__TASKS__:
**a.** According to the account of Frank Rutley's career, in what year was he elected a Fellow of the Geological Society of London?
**b.** Carry on the account of Frank Rutley's career, picking up right after its final sentence.

__SOURCE EXTRACT__:
>>>>
Frank was educated first at the private Faversham Grammar School, then at a private English school in Bonn, Germany. He attended the Royal School of Mines from 1862 until 1864, where he attended “lectures of Hofmann, Tyndall, Huxley, Ramsay, and Warington Smyth in the various branches of science taught there, though he did not complete the associateship course by devoting himself to technical work in mining or metallurgy”.

Leaving school, Rutley enlisted in the Army as an Ensign in the Royal Scots Regiment. He left as a Lieutenant in 1867.

Rutley then began as an Assistant Geologist for the Geological Survey, working in the Lake District. A colleague later wrote that Rutley’s 1870 and 1871 papers on glaciation of the Lake District, “displayed a minute knowledge of the geology of the area”.

The same colleague wrote, “It was at this time that Rutley first showed his skill as a worker with the microscope, in the study of minerals and rocks - a branch of geological inquiry which had only recently been inaugurated by the labours of Sorby, David Forbes, Allport, and a few other workers in this country. This led to his being transferred to the central office of the Geological Survey at Jermyn Street, where he not only arranged a very instructive series of specimens for the Museum of Practical Geology, but also aided the surveyors in the field by his examination and description of rock specimens sent up to town by them. To this period belong the important memoirs which he wrote for the Geological Survey upon 'The felsitic lavas of England and Wales' and 'The volcano of Brent Tor’.

Rutley was elected as a Fellow of the Geological Society of London in 1870.

He published a popular book, Mineralogy, in 1874. This “exceedingly useful little book” went on to at least twelve editions.

Another popular book, The Study of Rocks: An Elementary Text-book of Petrology, was published in 1879. As noted above (Figure 3), this included description of a petrological microscope that was designed by Rutley and produced by the London manufacturer Thomas W. Watson. Rultey also published a two-page description of the instrument in Nature. He wrote that it is “a sound and serviceable instrument, and, after long experience of microscopes, I can confidently say that I have never seen one better suited for the work for which it is designed.

In 1881, Rultey was awarded the Geological Society of London’s Murchison Fund award, an annual prize to researchers who are under the age of 40 and have made substantial contributions studies of geology.

Also in 1881, Rutley presented on “The microscopic characters of the vitreous rocks of Montana” to the Geological Society, with a subsequent paper. This is particularly noteworthy, as the microscope slide shown in Figure 1 was evidently one of the 8 examples of minerals that Rutley described (note that the slide bears the number “2”).
<<<<
__ENTRIES SHOWN__:
>>>>
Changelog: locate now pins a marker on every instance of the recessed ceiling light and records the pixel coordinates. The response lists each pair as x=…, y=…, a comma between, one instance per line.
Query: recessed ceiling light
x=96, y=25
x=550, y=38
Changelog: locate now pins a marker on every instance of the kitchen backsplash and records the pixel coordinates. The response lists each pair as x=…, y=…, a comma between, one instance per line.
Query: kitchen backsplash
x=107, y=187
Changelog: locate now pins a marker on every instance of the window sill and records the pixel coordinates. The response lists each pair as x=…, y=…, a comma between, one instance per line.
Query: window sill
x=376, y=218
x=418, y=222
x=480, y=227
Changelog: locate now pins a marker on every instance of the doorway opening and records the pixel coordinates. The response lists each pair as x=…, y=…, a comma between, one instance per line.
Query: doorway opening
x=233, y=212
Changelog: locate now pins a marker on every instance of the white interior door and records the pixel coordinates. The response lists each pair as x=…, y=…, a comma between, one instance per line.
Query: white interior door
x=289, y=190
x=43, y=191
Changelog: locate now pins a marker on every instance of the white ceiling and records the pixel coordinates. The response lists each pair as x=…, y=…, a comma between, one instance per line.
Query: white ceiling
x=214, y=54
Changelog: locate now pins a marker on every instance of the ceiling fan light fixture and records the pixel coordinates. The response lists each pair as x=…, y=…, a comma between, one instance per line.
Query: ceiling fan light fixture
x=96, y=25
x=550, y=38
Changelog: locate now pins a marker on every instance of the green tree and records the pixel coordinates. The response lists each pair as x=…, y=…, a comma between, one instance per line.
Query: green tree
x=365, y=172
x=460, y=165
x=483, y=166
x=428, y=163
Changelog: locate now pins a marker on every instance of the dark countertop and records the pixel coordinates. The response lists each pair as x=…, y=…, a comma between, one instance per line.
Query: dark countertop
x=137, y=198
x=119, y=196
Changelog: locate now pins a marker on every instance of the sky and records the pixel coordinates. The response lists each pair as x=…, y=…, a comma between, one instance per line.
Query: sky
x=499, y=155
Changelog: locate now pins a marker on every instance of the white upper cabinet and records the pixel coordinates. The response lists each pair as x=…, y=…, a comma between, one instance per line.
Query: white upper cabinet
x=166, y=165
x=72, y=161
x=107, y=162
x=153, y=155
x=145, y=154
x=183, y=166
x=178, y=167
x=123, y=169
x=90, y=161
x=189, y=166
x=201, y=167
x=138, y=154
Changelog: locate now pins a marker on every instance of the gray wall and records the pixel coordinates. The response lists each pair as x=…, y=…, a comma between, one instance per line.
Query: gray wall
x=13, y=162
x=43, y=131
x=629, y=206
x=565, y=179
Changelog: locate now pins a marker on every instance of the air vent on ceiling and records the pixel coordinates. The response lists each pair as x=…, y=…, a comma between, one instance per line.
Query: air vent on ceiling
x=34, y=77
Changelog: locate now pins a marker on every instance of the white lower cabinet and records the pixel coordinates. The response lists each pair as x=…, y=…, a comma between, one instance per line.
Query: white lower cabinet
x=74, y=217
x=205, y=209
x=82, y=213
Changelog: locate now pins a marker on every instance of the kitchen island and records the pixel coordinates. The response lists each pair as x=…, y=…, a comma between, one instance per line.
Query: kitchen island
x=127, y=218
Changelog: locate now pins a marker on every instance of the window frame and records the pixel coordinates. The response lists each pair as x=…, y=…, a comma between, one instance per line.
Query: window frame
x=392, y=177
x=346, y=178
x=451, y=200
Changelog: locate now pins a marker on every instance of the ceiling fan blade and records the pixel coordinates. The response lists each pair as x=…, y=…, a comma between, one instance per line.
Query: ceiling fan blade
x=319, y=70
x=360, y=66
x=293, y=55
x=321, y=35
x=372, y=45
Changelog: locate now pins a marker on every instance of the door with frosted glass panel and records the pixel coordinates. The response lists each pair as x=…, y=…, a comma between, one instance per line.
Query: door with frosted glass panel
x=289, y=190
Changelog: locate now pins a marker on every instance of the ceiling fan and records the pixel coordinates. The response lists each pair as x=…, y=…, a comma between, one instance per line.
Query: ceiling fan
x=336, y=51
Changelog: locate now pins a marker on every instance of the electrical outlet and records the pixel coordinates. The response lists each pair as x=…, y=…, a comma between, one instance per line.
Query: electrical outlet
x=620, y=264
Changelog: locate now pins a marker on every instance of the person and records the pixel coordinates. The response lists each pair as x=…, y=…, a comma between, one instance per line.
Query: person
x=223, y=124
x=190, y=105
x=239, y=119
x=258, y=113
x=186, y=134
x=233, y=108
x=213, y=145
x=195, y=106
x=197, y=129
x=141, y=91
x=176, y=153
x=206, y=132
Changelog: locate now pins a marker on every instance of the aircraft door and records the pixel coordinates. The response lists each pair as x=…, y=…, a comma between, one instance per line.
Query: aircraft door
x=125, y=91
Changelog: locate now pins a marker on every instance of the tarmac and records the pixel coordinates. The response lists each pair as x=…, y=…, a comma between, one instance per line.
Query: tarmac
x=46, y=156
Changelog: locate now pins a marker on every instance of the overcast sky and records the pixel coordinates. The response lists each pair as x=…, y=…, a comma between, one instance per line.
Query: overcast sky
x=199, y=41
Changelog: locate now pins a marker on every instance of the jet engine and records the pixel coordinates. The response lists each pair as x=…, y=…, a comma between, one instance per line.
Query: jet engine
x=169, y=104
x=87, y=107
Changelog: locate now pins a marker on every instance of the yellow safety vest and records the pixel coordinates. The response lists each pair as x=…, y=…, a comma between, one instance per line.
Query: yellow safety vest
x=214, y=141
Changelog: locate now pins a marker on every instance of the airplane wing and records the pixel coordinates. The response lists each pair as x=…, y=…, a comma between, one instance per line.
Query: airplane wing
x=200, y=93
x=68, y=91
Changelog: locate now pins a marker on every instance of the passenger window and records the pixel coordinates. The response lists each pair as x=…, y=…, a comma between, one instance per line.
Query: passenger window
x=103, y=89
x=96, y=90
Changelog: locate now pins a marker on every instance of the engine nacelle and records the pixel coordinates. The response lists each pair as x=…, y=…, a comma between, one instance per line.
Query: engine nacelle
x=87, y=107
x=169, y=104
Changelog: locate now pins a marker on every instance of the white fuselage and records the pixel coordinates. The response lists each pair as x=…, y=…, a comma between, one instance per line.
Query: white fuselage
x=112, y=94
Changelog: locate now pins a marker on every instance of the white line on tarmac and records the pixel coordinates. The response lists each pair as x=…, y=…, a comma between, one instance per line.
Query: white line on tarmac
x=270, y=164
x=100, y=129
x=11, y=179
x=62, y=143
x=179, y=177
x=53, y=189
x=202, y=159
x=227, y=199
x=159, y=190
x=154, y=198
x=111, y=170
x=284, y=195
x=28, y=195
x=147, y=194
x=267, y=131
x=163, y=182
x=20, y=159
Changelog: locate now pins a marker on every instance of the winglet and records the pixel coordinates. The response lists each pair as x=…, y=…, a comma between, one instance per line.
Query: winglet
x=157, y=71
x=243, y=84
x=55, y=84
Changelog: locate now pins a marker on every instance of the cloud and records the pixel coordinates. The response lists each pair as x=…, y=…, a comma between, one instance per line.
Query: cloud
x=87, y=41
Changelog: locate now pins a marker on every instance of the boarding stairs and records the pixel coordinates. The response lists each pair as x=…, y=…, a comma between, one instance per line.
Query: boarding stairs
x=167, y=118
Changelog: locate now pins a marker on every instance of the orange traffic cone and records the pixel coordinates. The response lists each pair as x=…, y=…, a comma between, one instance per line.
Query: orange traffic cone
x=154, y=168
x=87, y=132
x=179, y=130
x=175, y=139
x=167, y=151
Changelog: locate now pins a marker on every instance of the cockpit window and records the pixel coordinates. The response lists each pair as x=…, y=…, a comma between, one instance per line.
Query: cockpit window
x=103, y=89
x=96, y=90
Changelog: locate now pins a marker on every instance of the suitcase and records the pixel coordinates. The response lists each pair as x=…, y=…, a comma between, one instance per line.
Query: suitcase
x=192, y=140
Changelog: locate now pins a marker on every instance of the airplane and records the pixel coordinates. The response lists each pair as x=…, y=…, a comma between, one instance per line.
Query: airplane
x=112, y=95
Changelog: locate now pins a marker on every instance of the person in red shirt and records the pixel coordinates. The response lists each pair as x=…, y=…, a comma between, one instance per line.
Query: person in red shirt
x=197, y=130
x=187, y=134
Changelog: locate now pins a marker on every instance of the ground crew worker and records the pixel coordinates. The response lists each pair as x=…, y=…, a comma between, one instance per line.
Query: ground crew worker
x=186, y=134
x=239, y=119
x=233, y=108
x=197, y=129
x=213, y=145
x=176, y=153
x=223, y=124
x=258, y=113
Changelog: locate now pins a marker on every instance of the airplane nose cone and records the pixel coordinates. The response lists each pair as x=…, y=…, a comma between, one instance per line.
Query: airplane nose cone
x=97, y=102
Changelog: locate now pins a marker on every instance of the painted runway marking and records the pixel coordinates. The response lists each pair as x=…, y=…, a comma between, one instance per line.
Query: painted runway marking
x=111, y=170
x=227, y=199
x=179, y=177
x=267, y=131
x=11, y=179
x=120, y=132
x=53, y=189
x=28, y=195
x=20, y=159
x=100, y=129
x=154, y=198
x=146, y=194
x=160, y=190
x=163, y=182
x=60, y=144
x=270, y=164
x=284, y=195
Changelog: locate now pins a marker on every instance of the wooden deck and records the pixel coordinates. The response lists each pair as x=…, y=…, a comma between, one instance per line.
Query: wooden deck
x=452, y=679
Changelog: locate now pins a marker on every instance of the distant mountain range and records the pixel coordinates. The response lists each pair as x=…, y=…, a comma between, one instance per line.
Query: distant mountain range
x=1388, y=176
<<<<
__THE ANSWERS__:
**a.** 1870

**b.**
No. 2. Yellowstone district. Obsidian. Reddish-brown or Indian-red coloured rock, with some dark brown or black streaks and mottling, opaque, except in thin sections. Bright vitreous or slightly resinous lustre, and imperfect conchoidal fracture. It is seen by transmitted light to consist of delicate bands or strings of a clear yellow or orange-colour, with here and there a few bluish-black or grey strings. The material lying between these coloured strings, which are very closely packed, is a colourless or almost colourless glass. The yellow fibres depolarize in all azimuths except those coinciding with the directions of the principal sections of the crossed Nicols. There is therefore a marked optical difference between the yellow and the colourless bands, the latter being perfectly isotropic. The generally parallel disposition of the bands imparts an appearance to the magnified section which very closely resembles the structure seen in a longitudinal section of wood; and this resemblance is further heightened by the deflection of the bands around small porphyritic crystals and fragments of quartz, which may be likened to little knots in wood. Although the greater portion of the preparation appears dark between crossed Nicols when the general direction of the bands is parallel with one or other of the Nicol-sections, still the deflected bands around the porphyritic crystals transmit a strong brownish-yellow light, because they do not, in this position, coincide with either of the Nicol-sections, so that around each brightly depolarizing porphyritic crystal there are also depolarizing fringes resembling smoothly-combed tresses of hair. Some of the porphyritic quartz-crystals have irregular creeks of glass passing into them, in some cases the yellow fibres being mixed with the included colourless glass, thus clearly showing that these quartz crystals were actually developed within the rock prior to or during its solidification. The preparation also shows numerous dark opaque granules and a few dark sections, apparently of minute octohedra, which are opaque, except at their margins, where they feebly transmit light; and this imperfect opacity seems to imply that they are not magnetite. The fine banding in this rock is a most perfect example of fluxion-structure.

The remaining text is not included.